To hedge against adverse interest rate changes, the Trust may invest in financial futures contracts or municipal bond index futures contracts (‘‘futures contracts’’).

These futures contracts involve elements of market risk in excess of the amount reflected in the Statement of Assets and Liabilities. The Trust bears the risk of an unfavorable change in the value of the underlying securities. Risks may also arise upon entering into these contracts from the potential inability of the counterparties to meet the terms of their contracts.

The Trust may enter into interest rate swaps and may purchase or sell interest rate caps, floors and collars. The Trust expects to enter into these transactions primarily to manage interest rate risk, hedge portfolio positions and preserve a return or spread on a particular investment or portion of its portfolio. The Trust may also enter into these transactions to protect against any increase in the price of securities the Trust anticipates purchasing at a later date. Interest rate swap transactions are subject to market risk, risk of default by the other party to the transaction, risk of imperfect correlation and manager risk. Such risks may exceed the related amounts shown in the Statements of Assets and Liabilities.

GIVEN REQUEST 1: According to the text on the Trust's hedging transactions, for what purposes does the Trust expect to enter into interest rate swaps, caps, floors and collars? Answer in one to three sentences.
The records below the text come from a separate source and have no connection to it.

THE RECORDS:
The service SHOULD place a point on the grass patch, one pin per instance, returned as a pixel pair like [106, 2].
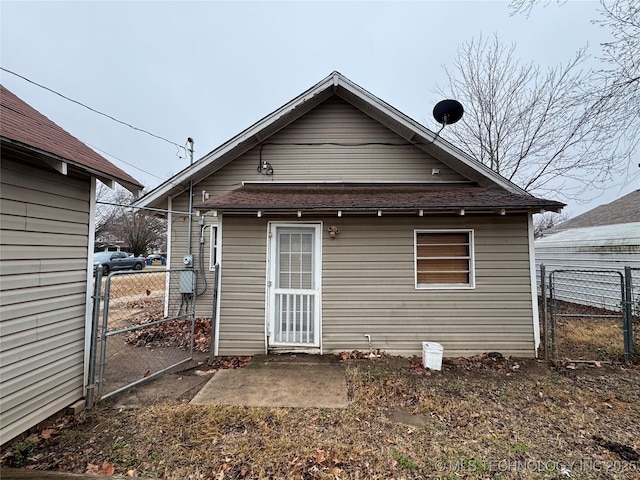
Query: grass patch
[469, 428]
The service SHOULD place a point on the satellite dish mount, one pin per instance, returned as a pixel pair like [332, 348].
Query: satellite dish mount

GIVEN REQUEST 2: Express the lines of the labeling records as a numbered list, omitting blank lines and leaving the pictures out.

WRITTEN ANSWER 1: The Trust expects to use these transactions mainly to manage interest rate risk, hedge portfolio positions, and preserve a return or spread on a particular investment or portion of its portfolio. It may also use them to protect against any increase in the price of securities it anticipates purchasing at a later date.

WRITTEN ANSWER 2:
1. The service SHOULD place a point on the grass patch, one pin per instance, returned as a pixel pair like [106, 2].
2. Query: grass patch
3. [469, 428]
4. The service SHOULD place a point on the satellite dish mount, one pin per instance, returned as a pixel pair like [332, 348].
5. Query: satellite dish mount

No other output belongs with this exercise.